■ LISTA DE TAREFAS
A: No texto sobre as eleições em Moçambique, a frase iniciada por "Significa isto que" aponta consequências para a Renamo. Enumere todas essas consequências.
B: Prossiga o texto sobre as eleições em Moçambique a partir da sua última frase.

■ SEGMENTO DE TEXTO
________________________

O que já está a transpirar nos media, citando um comunicado do partido, é que a Renamo deixou de acompanhar o processo de contagem dos votos. Historicamente, quando há um problema na contagem dos votos, a Renamo recorre, quase sempre perde, e depois parte para uma suposta negociação, que não dá em nada. Isto acontece pelo menos desde as eleições de 1999. O próprio modelo de descentralização que temos agora, com a eleição dos governadores provinciais, vem deste processo de negociação. O passo que deu agora, a continuar este padrão, a Renamo não vai ter nada, porque quando as instituições começarem a processar algumas reivindicações, vai entrar aquele legalismo de sempre: pode ter havido irregularidades, mas como não houve queixa nas instâncias adequadas, não há matéria para ser julgada. Consequentemente, os resultados serão confirmados. Significa isto que a Renamo terá uma minoria mais encolhida na Assembleia da República, vai ter minorias nas assembleias provinciais e não vai ter nenhum governador. A Renamo vai aceitar este resultado? Ela que investiu tanto neste pacote de descentralização, com a esperança de que governaria as províncias onde teve maioria. Isto é muito crítico sob o ponto de vista da sobrevivência da Renamo. Num contexto em que não parece haver da Frelimo – que está eufórica com esta vitória e assertiva quanto ao seu poder e dominância – propensão para aceitar um acordo político-partidário, temos uma combinação de factores para haver um conflito em Moçambique.
Se todos esses ilícitos de que há evidências, provas, indícios se confirmarem, não quer dizer que a Frelimo exagerou?
Para quem na Frelimo não está por dentro de como foi preparada a eleição, deve estar até surpreendido com esta vitória (risos). É um resultado inusitado, tendo em conta o contexto do país, com uma crise económica grave que naturalmente teve impacto no desempenho do Governo nestes últimos três anos. Intuitivamente, dir-se-ia que o Governo seria penalizado, mas não foi o que aconteceu, a julgar pelos números. E mesmo nas zonas urbanas, onde, supostamente, existe um eleitor mais sofisticado, mais analítico e que sofre mais impacto da crise económica. É um resultado surpreendente que é preciso saber se vai ser aceite por todos: o que mais conta não é a magnitude desta vitória, mas ser aceite como legítima.

________________________

■ MATERIAL EXTRAÍDO
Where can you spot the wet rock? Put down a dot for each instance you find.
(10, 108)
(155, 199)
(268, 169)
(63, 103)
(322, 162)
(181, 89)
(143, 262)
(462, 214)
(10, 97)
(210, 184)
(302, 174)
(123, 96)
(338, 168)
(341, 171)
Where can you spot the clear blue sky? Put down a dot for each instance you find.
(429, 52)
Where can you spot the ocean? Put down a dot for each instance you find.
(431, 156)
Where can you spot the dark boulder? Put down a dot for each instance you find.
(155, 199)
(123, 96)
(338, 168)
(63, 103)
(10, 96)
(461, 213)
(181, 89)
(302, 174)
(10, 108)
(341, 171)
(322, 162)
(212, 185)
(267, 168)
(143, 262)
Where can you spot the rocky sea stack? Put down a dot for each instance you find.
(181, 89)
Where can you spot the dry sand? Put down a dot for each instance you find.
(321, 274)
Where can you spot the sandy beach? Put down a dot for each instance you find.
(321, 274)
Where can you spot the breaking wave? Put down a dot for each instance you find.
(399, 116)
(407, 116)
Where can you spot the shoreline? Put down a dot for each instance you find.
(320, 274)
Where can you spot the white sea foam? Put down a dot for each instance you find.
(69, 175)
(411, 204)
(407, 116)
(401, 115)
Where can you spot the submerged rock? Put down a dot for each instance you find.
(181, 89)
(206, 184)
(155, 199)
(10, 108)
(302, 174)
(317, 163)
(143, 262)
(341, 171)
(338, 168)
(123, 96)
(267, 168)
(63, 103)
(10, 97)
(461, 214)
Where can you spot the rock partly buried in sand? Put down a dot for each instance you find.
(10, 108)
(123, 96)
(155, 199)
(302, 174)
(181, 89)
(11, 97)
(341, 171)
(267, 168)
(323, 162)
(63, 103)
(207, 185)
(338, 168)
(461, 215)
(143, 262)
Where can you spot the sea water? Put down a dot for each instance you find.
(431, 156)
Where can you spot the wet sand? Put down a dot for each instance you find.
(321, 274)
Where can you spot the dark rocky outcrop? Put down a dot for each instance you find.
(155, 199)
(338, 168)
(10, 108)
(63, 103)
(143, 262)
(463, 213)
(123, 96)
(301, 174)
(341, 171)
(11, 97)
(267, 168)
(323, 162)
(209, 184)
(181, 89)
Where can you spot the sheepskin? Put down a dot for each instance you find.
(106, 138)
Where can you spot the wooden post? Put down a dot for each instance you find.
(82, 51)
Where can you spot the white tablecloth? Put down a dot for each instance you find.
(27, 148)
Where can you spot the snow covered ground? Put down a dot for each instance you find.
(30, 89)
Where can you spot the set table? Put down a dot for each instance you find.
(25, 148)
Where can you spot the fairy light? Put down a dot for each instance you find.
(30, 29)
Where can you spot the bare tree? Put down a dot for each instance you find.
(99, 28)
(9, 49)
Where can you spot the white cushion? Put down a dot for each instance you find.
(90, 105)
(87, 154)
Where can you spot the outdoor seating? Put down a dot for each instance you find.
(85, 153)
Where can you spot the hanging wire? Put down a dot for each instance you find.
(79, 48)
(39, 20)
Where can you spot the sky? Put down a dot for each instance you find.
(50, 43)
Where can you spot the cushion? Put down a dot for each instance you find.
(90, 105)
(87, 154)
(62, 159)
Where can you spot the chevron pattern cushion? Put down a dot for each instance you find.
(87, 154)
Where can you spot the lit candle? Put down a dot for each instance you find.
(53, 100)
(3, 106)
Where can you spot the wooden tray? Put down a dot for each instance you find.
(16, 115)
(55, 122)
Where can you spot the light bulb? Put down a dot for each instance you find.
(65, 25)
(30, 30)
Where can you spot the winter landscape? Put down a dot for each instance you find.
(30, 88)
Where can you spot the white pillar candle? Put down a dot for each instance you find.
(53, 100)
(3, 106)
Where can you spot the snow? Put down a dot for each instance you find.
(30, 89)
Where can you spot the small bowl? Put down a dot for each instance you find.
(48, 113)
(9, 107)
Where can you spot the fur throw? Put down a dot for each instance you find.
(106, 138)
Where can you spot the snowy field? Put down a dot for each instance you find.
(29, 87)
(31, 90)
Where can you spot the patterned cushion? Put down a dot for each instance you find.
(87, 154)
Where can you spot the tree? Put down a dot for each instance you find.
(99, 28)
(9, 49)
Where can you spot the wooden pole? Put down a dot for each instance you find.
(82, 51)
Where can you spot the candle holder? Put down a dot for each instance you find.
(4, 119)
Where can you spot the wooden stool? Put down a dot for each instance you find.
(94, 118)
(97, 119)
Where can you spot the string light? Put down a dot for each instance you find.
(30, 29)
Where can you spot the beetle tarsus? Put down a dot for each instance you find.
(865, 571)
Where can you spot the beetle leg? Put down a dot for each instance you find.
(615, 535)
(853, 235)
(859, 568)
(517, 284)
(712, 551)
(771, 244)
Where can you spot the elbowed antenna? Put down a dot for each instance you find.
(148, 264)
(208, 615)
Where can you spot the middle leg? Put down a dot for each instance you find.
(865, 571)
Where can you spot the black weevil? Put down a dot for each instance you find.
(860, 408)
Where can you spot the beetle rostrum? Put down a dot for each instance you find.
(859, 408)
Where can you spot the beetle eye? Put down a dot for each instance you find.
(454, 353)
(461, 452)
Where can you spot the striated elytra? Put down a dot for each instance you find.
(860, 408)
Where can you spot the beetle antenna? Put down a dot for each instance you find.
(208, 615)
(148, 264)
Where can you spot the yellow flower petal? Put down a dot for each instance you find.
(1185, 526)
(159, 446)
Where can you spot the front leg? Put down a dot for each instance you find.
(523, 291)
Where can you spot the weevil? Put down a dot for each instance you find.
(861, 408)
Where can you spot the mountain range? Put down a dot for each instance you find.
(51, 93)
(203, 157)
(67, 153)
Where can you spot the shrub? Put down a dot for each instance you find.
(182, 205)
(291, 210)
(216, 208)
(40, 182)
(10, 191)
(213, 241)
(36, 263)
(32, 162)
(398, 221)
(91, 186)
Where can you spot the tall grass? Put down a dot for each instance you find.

________________________

■ RESPOSTAS POR TAREFA
A:
- Uma minoria mais encolhida na Assembleia da República
- Minorias nas assembleias provinciais
- Nenhum governador

B:
Sendo esta a primeira eleição em que os moçambicanos podem escolher os governadores das dez províncias, perdeu-se uma oportunidade de consolidar a democracia em Moçambique?
Muito mais do que a eleição dos governadores, o golpe mais sério à democracia é a questão da transparência das eleições. Independentemente do modelo que temos, o mais importante é que as eleições sejam livres, justas e transparentes e houve muitas histórias que põem em causa a justeza, a transparência e a liberdade destas eleições. A violência, as restrições à observação eleitoral, lançam uma sombra preocupante sobre as eleições e é aí que está o golpe mais sério à democracia. A eleição dos governadores tem um valor simbólico muito alto. As pessoas que votam sistematicamente num partido – que é grande, a Renamo é grande, tem estado historicamente entre os 30% a 40% e já esteve próxima dos 50% em 1999 –, naturalmente que esperam um dia ver um partido desta grandeza no poder. E esta era uma oportunidade muito grande para isto acontecer.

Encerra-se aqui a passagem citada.